▶ [Given problem 1]
Return the portion of the pgbench thread that runs from "Why the latencies" through "0/419 (0.000 %)", copied word for word.

# START OF Given text

Thread: pgbench calculates summary numbers a wrong way.

pgbench calculates summary numbers a wrong way.

From

Kyotaro Horiguchi

Date:

17 September 2020, 08:41:54

Hello.

While running pgbench, I found tps excluding connection somewhat
strange. To emphasize the behavior, I inserted some sleep at the end
of doConnect() and ran pgbench with several times.

$ pgbench -T 5 -j 1 -c 4  (with 1s sleep in doConnect())
>   number of transactions actually processed: 409
!   latency average = 48.980 ms
>   tps = 81.665671 (including connections establishing)
>   tps = 102.323285 (excluding connections establishing)

$ pgbench -T 5 -j 4 -c 4  (with 1s sleep in doConnect())
>   number of transactions actually processed: 1628
!   latency average = 12.303 ms
>   tps = 325.123448 (including connections establishing)
>   tps = 422.671015 (excluding connections establishing)

Why the latencies are so different?  If I tell pgbench to measure the
latencies, it is about 8-9ms in both cases.

$ pgbench -T 5 -j 1 -c 4 -L100  (with 1s sleep in doConnect())
>   number of transactions actually processed: 419
>   number of transactions above the 100.0 ms latency limit: 0/419 (0.000 %)
!   latency average = 8.984 ms
>   latency stddev = 3.259 ms
>   tps = 83.633694 (including connections establishing)
>   tps = 104.909130 (excluding connections establishing)

$ pgbench -T 5 -j 4 -c 4 -L100  (with 1s sleep in doConnect())
>   number of transactions actually processed: 2047
>   number of transactions above the 100.0 ms latency limit: 0/2047 (0.000 %)
!   latency average = 7.807 ms
>   latency stddev = 2.916 ms
>   tps = 408.677024 (including connections establishing)

# END OF Given text

▶ [Given problem 2]
List every line of the listing that contains the string "leaf".

# START OF The data

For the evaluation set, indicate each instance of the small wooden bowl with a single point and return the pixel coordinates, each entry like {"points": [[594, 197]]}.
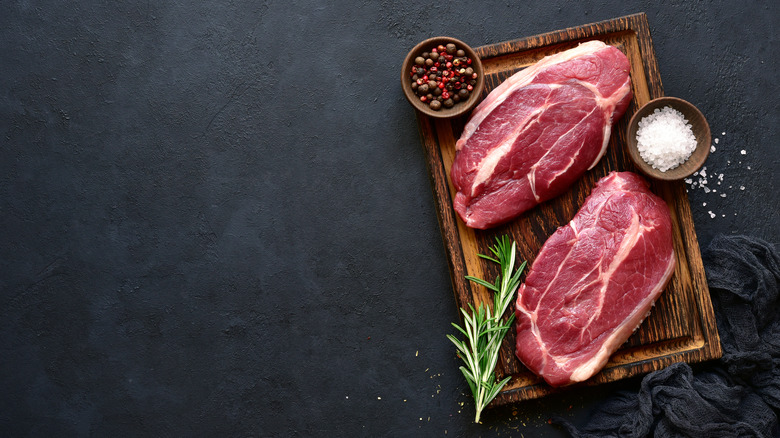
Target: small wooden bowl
{"points": [[459, 108], [701, 130]]}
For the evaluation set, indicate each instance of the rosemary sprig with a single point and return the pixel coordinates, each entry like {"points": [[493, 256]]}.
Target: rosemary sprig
{"points": [[484, 329]]}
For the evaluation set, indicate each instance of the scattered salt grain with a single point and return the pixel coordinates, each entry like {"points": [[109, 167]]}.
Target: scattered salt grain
{"points": [[665, 139]]}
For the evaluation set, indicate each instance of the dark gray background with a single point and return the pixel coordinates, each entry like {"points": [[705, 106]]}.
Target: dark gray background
{"points": [[217, 220]]}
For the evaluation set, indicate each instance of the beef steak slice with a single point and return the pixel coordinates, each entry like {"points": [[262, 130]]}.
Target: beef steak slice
{"points": [[594, 281]]}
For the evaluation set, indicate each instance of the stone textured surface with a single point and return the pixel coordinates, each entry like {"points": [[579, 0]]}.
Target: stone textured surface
{"points": [[217, 220]]}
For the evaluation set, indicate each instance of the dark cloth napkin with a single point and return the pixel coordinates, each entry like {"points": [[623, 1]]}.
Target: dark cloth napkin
{"points": [[735, 396]]}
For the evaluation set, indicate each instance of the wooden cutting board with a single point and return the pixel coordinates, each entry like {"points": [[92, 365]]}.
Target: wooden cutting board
{"points": [[681, 327]]}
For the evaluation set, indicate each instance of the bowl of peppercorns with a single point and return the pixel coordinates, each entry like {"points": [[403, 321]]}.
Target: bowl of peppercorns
{"points": [[443, 77]]}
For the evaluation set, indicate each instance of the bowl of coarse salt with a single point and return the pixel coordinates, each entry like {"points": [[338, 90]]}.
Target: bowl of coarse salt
{"points": [[668, 138]]}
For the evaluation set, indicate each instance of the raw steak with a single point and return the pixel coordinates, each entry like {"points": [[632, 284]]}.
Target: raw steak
{"points": [[538, 132], [594, 281]]}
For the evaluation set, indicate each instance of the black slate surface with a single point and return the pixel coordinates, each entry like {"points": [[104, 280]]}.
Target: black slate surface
{"points": [[216, 219]]}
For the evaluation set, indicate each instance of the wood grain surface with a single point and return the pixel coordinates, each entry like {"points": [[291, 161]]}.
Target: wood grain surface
{"points": [[681, 326]]}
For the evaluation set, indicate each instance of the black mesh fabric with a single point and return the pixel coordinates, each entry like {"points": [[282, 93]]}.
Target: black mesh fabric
{"points": [[735, 396]]}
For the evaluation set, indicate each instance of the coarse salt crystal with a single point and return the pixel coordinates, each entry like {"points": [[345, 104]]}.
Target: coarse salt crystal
{"points": [[665, 139]]}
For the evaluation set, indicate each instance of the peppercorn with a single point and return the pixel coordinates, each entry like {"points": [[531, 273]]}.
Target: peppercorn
{"points": [[439, 77]]}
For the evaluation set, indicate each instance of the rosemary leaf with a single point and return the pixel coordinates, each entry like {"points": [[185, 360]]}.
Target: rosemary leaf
{"points": [[485, 329]]}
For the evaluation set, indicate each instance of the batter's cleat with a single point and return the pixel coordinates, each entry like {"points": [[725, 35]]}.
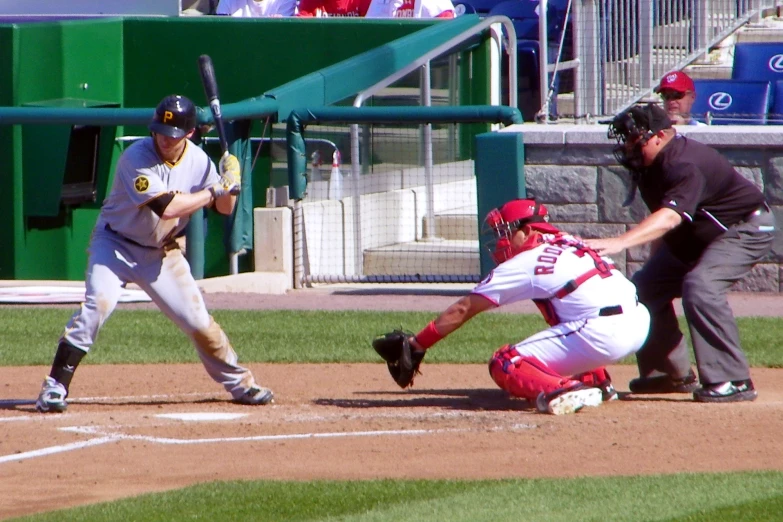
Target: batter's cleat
{"points": [[732, 391], [664, 384], [52, 397], [568, 400], [256, 396]]}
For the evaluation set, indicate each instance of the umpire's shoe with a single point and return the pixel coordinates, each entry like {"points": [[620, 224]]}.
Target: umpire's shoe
{"points": [[52, 397], [732, 391], [256, 396], [664, 384]]}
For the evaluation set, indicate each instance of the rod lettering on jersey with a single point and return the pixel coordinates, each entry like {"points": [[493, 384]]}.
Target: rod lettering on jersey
{"points": [[547, 265]]}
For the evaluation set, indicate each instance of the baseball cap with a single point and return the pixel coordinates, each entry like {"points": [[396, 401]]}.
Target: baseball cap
{"points": [[676, 81]]}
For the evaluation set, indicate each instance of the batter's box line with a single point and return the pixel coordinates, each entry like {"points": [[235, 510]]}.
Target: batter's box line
{"points": [[106, 437]]}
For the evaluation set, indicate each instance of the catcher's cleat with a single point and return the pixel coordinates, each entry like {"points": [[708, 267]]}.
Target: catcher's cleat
{"points": [[256, 396], [732, 391], [608, 393], [568, 400], [52, 397], [664, 384], [599, 378]]}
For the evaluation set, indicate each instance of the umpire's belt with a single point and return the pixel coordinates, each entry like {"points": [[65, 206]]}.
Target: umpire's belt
{"points": [[610, 310], [763, 209]]}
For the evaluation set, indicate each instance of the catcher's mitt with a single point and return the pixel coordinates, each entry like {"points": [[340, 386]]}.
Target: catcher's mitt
{"points": [[401, 358]]}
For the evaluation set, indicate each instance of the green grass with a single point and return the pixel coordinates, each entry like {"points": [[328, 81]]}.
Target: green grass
{"points": [[284, 336], [738, 497], [30, 335]]}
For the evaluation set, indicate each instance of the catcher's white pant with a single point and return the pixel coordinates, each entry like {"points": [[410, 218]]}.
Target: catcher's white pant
{"points": [[584, 345]]}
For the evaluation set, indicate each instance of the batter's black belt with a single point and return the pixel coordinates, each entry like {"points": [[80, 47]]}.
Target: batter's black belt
{"points": [[168, 246], [610, 310], [763, 209]]}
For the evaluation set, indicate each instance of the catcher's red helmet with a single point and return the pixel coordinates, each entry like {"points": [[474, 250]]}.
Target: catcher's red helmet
{"points": [[509, 218]]}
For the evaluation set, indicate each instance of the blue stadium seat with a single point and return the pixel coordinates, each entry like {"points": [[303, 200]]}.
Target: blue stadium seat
{"points": [[760, 62], [732, 102], [776, 112]]}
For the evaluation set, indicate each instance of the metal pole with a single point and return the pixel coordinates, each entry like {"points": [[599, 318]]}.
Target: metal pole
{"points": [[543, 60], [429, 231], [298, 245], [356, 169], [646, 44]]}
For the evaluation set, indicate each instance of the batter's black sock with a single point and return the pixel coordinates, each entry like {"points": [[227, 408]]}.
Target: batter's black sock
{"points": [[65, 362]]}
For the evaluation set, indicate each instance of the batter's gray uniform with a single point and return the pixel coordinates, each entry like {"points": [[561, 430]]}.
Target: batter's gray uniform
{"points": [[131, 244]]}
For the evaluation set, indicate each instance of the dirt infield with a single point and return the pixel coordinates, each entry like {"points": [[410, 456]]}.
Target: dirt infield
{"points": [[118, 438]]}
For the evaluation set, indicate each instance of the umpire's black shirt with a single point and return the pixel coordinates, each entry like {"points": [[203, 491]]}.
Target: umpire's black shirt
{"points": [[698, 183]]}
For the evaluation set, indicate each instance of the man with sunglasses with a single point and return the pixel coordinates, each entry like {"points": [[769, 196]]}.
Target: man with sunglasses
{"points": [[678, 93], [592, 310], [714, 226]]}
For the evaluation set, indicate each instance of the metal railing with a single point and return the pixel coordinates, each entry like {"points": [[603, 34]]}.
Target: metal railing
{"points": [[623, 48]]}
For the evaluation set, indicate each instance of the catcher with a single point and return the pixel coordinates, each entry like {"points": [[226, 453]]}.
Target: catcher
{"points": [[592, 310]]}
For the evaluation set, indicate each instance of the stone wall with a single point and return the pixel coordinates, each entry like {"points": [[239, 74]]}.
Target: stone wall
{"points": [[572, 170]]}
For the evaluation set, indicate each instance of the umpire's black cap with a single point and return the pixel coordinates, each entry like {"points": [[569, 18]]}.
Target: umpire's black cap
{"points": [[174, 117], [638, 121]]}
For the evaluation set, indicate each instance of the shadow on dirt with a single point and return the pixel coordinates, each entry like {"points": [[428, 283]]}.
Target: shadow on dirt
{"points": [[451, 399]]}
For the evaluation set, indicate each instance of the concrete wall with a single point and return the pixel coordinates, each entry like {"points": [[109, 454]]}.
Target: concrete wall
{"points": [[571, 169]]}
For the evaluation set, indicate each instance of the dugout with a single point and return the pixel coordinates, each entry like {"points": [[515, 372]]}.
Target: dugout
{"points": [[57, 174]]}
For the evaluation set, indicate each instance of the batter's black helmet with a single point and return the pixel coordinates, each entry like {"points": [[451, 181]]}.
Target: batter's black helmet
{"points": [[175, 116]]}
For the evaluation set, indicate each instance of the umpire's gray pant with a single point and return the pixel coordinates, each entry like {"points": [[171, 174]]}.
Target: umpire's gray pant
{"points": [[703, 287]]}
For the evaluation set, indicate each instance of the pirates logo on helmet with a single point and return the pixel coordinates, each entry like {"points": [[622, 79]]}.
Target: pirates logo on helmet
{"points": [[174, 117]]}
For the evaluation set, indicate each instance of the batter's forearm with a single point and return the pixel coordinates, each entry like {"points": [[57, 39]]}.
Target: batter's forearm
{"points": [[183, 205]]}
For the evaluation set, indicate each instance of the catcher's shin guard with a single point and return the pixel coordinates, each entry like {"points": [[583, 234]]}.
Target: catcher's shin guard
{"points": [[524, 377]]}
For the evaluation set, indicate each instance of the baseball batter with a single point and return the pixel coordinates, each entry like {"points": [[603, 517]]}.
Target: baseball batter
{"points": [[594, 315], [159, 182]]}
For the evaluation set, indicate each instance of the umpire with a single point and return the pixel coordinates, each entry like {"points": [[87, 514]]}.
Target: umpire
{"points": [[715, 226]]}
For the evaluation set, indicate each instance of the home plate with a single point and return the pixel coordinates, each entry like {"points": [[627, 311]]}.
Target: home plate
{"points": [[206, 416]]}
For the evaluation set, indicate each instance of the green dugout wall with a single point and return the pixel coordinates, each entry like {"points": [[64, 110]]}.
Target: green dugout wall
{"points": [[133, 63]]}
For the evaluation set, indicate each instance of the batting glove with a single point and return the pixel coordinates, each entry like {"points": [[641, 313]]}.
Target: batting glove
{"points": [[230, 173]]}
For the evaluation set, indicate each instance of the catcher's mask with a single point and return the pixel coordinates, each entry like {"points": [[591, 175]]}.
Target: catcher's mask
{"points": [[632, 129], [174, 117], [504, 221]]}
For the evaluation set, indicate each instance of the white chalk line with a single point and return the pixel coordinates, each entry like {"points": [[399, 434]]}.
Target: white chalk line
{"points": [[55, 449], [114, 437]]}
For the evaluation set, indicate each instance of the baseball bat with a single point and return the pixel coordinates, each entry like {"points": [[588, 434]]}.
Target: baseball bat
{"points": [[213, 98]]}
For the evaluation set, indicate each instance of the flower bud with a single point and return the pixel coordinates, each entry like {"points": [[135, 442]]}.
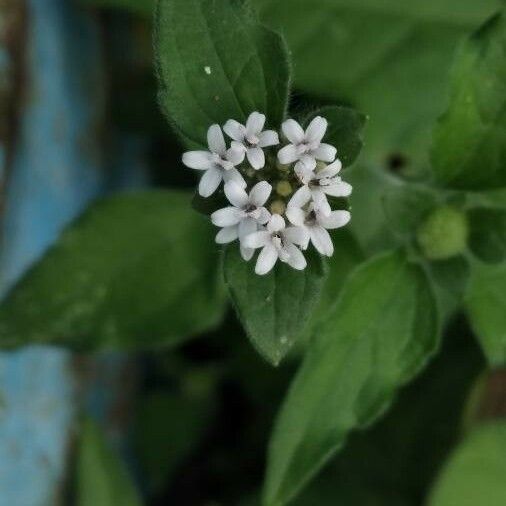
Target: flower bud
{"points": [[281, 167], [443, 234], [278, 207], [284, 188], [320, 166]]}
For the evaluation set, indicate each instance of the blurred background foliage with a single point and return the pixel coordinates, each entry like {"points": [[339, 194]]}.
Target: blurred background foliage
{"points": [[198, 415]]}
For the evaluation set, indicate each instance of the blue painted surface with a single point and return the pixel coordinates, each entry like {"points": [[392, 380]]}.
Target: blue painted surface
{"points": [[57, 167], [56, 171]]}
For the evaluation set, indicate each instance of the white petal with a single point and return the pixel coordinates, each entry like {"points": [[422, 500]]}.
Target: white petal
{"points": [[215, 140], [264, 217], [296, 215], [246, 253], [266, 260], [255, 123], [300, 198], [234, 130], [247, 227], [236, 194], [199, 160], [276, 223], [297, 235], [305, 171], [321, 240], [293, 131], [227, 217], [257, 239], [316, 130], [325, 153], [256, 157], [235, 154], [268, 138], [260, 193], [330, 170], [338, 189], [320, 202], [238, 146], [227, 234], [209, 182], [336, 219], [234, 175], [288, 154], [295, 257]]}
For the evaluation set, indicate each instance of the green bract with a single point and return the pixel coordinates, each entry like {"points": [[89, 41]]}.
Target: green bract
{"points": [[443, 234]]}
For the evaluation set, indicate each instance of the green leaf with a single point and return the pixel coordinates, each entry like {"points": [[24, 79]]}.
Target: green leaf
{"points": [[102, 479], [275, 308], [406, 205], [136, 270], [381, 332], [344, 131], [164, 440], [216, 62], [487, 238], [347, 255], [475, 473], [486, 308], [451, 277], [469, 150], [397, 74], [142, 7]]}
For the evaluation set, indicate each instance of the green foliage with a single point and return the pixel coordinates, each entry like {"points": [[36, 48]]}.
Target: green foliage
{"points": [[475, 473], [389, 58], [168, 428], [136, 270], [379, 334], [347, 255], [394, 462], [102, 479], [469, 149], [275, 308], [488, 234], [443, 234], [216, 62], [344, 131], [406, 205], [486, 308]]}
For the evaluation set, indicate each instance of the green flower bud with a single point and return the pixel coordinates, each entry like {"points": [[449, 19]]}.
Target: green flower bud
{"points": [[320, 166], [281, 167], [443, 234], [284, 188], [278, 207]]}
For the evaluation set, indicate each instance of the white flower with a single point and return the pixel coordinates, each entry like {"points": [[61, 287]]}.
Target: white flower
{"points": [[306, 146], [278, 241], [219, 162], [320, 183], [316, 223], [244, 216], [250, 139]]}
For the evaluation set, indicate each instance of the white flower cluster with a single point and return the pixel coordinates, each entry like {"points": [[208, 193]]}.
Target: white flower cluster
{"points": [[304, 171]]}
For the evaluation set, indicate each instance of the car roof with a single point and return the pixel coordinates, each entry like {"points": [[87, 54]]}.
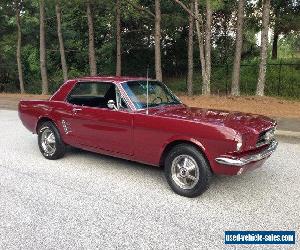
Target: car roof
{"points": [[115, 79]]}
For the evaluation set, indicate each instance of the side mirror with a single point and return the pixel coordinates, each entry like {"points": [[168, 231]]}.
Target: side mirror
{"points": [[111, 104]]}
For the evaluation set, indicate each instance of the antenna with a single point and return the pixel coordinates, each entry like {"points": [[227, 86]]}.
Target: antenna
{"points": [[147, 111]]}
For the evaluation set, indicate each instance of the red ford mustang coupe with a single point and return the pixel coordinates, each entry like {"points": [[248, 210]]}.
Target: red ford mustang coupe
{"points": [[141, 120]]}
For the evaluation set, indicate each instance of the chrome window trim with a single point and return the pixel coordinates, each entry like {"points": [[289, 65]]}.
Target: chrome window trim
{"points": [[141, 109]]}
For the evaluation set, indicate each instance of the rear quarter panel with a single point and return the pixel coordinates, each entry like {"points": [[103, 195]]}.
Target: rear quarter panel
{"points": [[31, 111]]}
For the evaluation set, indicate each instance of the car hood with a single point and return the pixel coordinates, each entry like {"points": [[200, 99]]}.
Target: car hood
{"points": [[241, 122]]}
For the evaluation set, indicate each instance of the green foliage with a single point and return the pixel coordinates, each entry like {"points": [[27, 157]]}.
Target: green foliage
{"points": [[138, 43], [282, 79]]}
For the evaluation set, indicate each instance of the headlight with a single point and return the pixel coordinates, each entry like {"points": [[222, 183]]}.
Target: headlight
{"points": [[238, 146]]}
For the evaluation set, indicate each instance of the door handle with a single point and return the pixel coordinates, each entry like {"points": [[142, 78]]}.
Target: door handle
{"points": [[75, 110]]}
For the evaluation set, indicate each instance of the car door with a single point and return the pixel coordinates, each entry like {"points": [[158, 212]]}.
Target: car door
{"points": [[94, 124]]}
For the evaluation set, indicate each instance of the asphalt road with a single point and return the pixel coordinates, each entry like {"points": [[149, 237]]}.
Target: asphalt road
{"points": [[88, 201]]}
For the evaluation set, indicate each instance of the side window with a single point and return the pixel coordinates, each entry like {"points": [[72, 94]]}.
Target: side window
{"points": [[92, 94], [121, 104]]}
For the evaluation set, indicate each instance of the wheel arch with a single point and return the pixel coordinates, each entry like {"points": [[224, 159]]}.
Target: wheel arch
{"points": [[43, 119], [168, 147]]}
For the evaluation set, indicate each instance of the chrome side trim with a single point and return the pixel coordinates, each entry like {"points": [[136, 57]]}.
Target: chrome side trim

# END OF The data

▶ [Task response 1]
Why the latencies are so different?  If I tell pgbench to measure the
latencies, it is about 8-9ms in both cases.

$ pgbench -T 5 -j 1 -c 4 -L100  (with 1s sleep in doConnect())
>   number of transactions actually processed: 419
>   number of transactions above the 100.0 ms latency limit: 0/419 (0.000 %)

▶ [Task response 2]
For the evaluation set, indicate each instance of the rosemary leaf with a single point and return the pixel coordinates, each entry like {"points": [[185, 360]]}.
Target: rosemary leaf
For the evaluation set, indicate each instance of the green leaf with a single point and return the pixel coordinates, each entry like {"points": [[24, 79]]}.
Target: green leaf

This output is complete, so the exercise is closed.